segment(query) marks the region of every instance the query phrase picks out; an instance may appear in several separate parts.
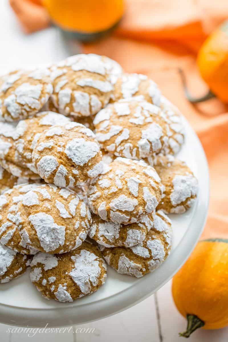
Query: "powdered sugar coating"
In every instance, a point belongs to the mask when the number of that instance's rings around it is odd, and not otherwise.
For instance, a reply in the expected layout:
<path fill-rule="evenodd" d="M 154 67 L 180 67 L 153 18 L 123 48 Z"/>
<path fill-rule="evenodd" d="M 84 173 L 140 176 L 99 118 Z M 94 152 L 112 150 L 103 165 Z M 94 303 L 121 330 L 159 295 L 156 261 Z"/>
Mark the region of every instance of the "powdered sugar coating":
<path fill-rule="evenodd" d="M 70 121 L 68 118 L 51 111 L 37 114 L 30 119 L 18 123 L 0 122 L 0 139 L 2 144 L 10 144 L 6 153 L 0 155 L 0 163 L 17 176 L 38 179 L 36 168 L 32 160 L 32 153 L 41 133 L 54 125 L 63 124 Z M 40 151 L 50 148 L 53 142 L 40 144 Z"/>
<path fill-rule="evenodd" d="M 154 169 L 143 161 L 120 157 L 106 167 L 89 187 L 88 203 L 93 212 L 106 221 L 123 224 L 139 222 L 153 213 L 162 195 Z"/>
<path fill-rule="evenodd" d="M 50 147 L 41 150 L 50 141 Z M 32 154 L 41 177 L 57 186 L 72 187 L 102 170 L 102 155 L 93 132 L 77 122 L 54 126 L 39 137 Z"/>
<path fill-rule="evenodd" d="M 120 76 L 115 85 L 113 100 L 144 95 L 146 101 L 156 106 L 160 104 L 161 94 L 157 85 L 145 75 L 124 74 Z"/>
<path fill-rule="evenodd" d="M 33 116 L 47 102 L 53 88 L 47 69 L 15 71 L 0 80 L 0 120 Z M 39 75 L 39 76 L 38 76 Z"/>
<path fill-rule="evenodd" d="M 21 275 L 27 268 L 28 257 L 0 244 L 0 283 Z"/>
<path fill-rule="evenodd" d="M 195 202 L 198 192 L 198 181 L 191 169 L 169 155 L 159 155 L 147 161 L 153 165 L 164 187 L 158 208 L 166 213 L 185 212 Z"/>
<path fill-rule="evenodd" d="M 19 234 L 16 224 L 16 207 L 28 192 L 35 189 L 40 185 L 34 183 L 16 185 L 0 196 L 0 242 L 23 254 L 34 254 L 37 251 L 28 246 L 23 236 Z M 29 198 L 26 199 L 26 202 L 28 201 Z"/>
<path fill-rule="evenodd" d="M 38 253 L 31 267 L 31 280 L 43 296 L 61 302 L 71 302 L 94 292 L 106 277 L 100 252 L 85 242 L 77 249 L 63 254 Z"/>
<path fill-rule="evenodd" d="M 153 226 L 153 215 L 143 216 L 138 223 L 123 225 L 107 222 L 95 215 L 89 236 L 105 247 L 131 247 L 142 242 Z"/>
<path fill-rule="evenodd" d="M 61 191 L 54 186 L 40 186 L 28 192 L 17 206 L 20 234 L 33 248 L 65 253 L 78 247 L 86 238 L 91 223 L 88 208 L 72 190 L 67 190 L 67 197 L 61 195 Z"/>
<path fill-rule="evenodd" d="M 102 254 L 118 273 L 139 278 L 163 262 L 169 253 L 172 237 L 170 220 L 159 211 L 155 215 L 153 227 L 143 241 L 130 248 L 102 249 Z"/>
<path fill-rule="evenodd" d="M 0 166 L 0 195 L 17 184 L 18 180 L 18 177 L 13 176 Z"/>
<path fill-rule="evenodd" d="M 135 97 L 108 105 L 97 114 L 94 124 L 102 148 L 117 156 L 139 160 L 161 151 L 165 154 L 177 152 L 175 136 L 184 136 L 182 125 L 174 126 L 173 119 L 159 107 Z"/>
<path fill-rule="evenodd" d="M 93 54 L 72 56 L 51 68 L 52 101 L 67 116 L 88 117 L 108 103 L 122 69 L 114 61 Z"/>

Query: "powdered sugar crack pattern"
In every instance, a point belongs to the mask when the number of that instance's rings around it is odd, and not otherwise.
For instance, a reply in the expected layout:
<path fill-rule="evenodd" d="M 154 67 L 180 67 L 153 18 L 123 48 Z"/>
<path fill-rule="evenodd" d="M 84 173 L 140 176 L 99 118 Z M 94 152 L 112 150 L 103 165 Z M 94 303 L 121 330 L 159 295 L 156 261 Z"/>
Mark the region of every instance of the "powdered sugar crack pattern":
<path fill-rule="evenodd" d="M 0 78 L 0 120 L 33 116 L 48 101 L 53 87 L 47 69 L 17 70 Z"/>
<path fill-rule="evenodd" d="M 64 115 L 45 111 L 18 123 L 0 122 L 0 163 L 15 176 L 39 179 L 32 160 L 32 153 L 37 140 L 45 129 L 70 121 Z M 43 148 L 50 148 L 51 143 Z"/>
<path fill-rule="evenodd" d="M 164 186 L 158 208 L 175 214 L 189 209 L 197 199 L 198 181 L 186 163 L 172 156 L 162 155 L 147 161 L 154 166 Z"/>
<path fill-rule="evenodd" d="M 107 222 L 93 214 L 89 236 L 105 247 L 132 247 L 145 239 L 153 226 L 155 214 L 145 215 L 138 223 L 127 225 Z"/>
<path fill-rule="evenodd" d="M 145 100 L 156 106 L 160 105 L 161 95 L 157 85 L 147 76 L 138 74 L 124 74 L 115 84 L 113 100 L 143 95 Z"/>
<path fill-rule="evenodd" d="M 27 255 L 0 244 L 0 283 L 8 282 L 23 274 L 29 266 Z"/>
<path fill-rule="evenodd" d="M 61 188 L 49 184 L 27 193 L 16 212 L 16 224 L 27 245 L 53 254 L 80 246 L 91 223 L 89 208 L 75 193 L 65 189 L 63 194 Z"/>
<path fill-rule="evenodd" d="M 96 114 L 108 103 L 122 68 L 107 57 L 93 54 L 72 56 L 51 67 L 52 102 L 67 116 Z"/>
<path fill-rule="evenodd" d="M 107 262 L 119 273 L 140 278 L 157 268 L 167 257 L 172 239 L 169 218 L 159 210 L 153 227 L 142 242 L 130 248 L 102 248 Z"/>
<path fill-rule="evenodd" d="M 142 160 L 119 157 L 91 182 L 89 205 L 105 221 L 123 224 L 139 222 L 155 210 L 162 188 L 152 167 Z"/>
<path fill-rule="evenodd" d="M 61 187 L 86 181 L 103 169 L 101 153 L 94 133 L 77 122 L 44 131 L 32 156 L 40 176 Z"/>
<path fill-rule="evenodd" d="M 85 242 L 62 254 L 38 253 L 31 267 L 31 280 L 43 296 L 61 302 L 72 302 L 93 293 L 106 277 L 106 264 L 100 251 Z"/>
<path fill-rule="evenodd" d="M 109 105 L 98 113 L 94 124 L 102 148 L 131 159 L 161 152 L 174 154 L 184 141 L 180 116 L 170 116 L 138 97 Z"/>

════════════════════

== WHAT THE EXERCISE ASKS ==
Reproduce all of the records above word for word, leaving out the pictures.

== ANSWER TO THIS EXERCISE ==
segment(query) marks the region of every instance the query phrase picks out; an instance may appear in several separate parts.
Query: "powdered sugar coating"
In every instance, a point belongs to the mask when the number of that instance's rings around it is odd, and not otherwise.
For instance, a reply in the expected layout:
<path fill-rule="evenodd" d="M 154 67 L 180 67 L 153 18 L 123 48 Z"/>
<path fill-rule="evenodd" d="M 84 173 L 140 176 L 99 118 Z M 94 152 L 112 150 L 103 165 Z M 94 303 L 121 330 L 159 295 L 156 261 Z"/>
Mark the region of every instance of the "powdered sugar coating":
<path fill-rule="evenodd" d="M 70 121 L 68 118 L 51 111 L 37 114 L 30 119 L 18 123 L 0 122 L 0 139 L 2 144 L 10 144 L 6 153 L 0 155 L 0 163 L 17 176 L 38 179 L 36 168 L 32 160 L 32 153 L 41 133 L 54 125 L 63 124 Z M 40 151 L 50 148 L 53 142 L 40 144 Z"/>
<path fill-rule="evenodd" d="M 154 169 L 143 161 L 120 157 L 106 167 L 89 187 L 88 203 L 93 212 L 106 221 L 123 224 L 139 222 L 153 213 L 162 195 Z"/>
<path fill-rule="evenodd" d="M 50 147 L 41 150 L 50 141 Z M 32 154 L 41 177 L 57 186 L 72 187 L 102 170 L 102 155 L 93 132 L 77 122 L 54 126 L 39 137 Z"/>
<path fill-rule="evenodd" d="M 120 76 L 115 85 L 113 100 L 144 95 L 146 101 L 156 106 L 160 104 L 161 94 L 157 85 L 145 75 L 124 74 Z"/>
<path fill-rule="evenodd" d="M 33 116 L 47 102 L 53 88 L 47 69 L 15 71 L 0 80 L 0 120 Z M 39 75 L 39 76 L 38 76 Z"/>
<path fill-rule="evenodd" d="M 21 275 L 27 268 L 28 257 L 0 244 L 0 283 Z"/>
<path fill-rule="evenodd" d="M 195 202 L 198 192 L 198 181 L 191 169 L 169 155 L 159 155 L 147 161 L 153 165 L 164 187 L 158 208 L 166 213 L 185 212 Z"/>
<path fill-rule="evenodd" d="M 19 234 L 16 224 L 16 207 L 28 192 L 35 189 L 40 185 L 34 183 L 16 185 L 0 196 L 0 242 L 23 254 L 34 254 L 37 251 L 28 246 L 23 236 Z M 29 198 L 26 199 L 26 202 L 28 201 Z"/>
<path fill-rule="evenodd" d="M 38 253 L 31 267 L 31 280 L 43 296 L 61 302 L 71 302 L 94 292 L 106 277 L 100 252 L 85 242 L 77 249 L 63 254 Z"/>
<path fill-rule="evenodd" d="M 153 226 L 153 215 L 143 216 L 138 223 L 123 225 L 107 222 L 95 215 L 89 236 L 105 247 L 131 247 L 142 242 Z"/>
<path fill-rule="evenodd" d="M 61 191 L 54 186 L 40 186 L 28 192 L 17 206 L 20 234 L 33 248 L 65 253 L 78 247 L 86 238 L 91 223 L 88 208 L 72 190 L 67 190 L 67 197 L 61 195 Z"/>
<path fill-rule="evenodd" d="M 102 254 L 118 273 L 139 278 L 163 262 L 169 253 L 172 237 L 170 220 L 159 211 L 155 215 L 153 227 L 143 241 L 130 248 L 102 249 Z"/>
<path fill-rule="evenodd" d="M 0 166 L 0 195 L 17 184 L 18 180 L 18 177 L 13 176 Z"/>
<path fill-rule="evenodd" d="M 135 97 L 108 105 L 97 114 L 94 124 L 102 148 L 117 156 L 139 160 L 161 151 L 165 154 L 177 152 L 175 136 L 184 136 L 182 125 L 174 126 L 173 119 L 159 107 Z"/>
<path fill-rule="evenodd" d="M 93 54 L 72 56 L 51 68 L 52 101 L 67 116 L 88 117 L 108 103 L 122 69 L 114 61 Z"/>

Query: "powdered sugar crack pattern"
In every instance, a point belongs to the mask when the number of that instance's rings around it is odd, and not otherwise.
For instance, a reply in the expected layout:
<path fill-rule="evenodd" d="M 154 67 L 180 67 L 153 18 L 123 48 Z"/>
<path fill-rule="evenodd" d="M 84 173 L 140 176 L 99 118 Z M 94 152 L 112 150 L 103 165 Z M 94 303 L 121 330 L 159 295 L 156 261 Z"/>
Mark the region of every instance of the "powdered sugar crack pattern":
<path fill-rule="evenodd" d="M 0 78 L 0 120 L 33 116 L 48 101 L 53 87 L 47 69 L 17 70 Z"/>
<path fill-rule="evenodd" d="M 64 115 L 45 111 L 18 123 L 0 122 L 0 163 L 15 176 L 39 179 L 32 160 L 32 153 L 37 140 L 45 129 L 70 121 Z M 43 148 L 50 148 L 51 143 Z"/>
<path fill-rule="evenodd" d="M 164 186 L 158 208 L 175 214 L 189 209 L 197 199 L 198 181 L 186 163 L 172 156 L 162 155 L 147 161 L 154 166 Z"/>
<path fill-rule="evenodd" d="M 107 222 L 93 214 L 89 236 L 105 247 L 132 247 L 145 239 L 153 226 L 155 214 L 145 215 L 138 223 L 127 225 Z"/>
<path fill-rule="evenodd" d="M 145 100 L 156 106 L 160 105 L 161 95 L 157 85 L 147 76 L 138 74 L 124 74 L 115 84 L 113 100 L 143 95 Z"/>
<path fill-rule="evenodd" d="M 27 255 L 0 244 L 0 283 L 8 282 L 23 274 L 29 266 Z"/>
<path fill-rule="evenodd" d="M 61 188 L 49 184 L 27 193 L 16 212 L 16 224 L 27 245 L 53 254 L 80 246 L 91 223 L 89 208 L 75 193 L 65 189 L 63 194 Z"/>
<path fill-rule="evenodd" d="M 96 114 L 108 103 L 122 68 L 107 57 L 93 54 L 72 56 L 51 67 L 52 102 L 67 116 Z"/>
<path fill-rule="evenodd" d="M 107 262 L 119 273 L 140 278 L 157 268 L 167 257 L 172 239 L 169 218 L 159 210 L 153 227 L 142 242 L 130 248 L 102 248 Z"/>
<path fill-rule="evenodd" d="M 142 160 L 119 157 L 91 182 L 89 205 L 105 221 L 123 224 L 139 222 L 155 210 L 162 188 L 152 167 Z"/>
<path fill-rule="evenodd" d="M 61 187 L 86 181 L 103 169 L 101 153 L 94 133 L 77 122 L 44 131 L 32 156 L 40 176 Z"/>
<path fill-rule="evenodd" d="M 85 242 L 62 254 L 38 253 L 31 267 L 31 280 L 43 296 L 61 302 L 72 302 L 93 293 L 106 277 L 106 264 L 100 251 Z"/>
<path fill-rule="evenodd" d="M 109 105 L 98 113 L 94 124 L 102 148 L 131 159 L 161 152 L 174 154 L 184 141 L 180 116 L 170 116 L 138 97 Z"/>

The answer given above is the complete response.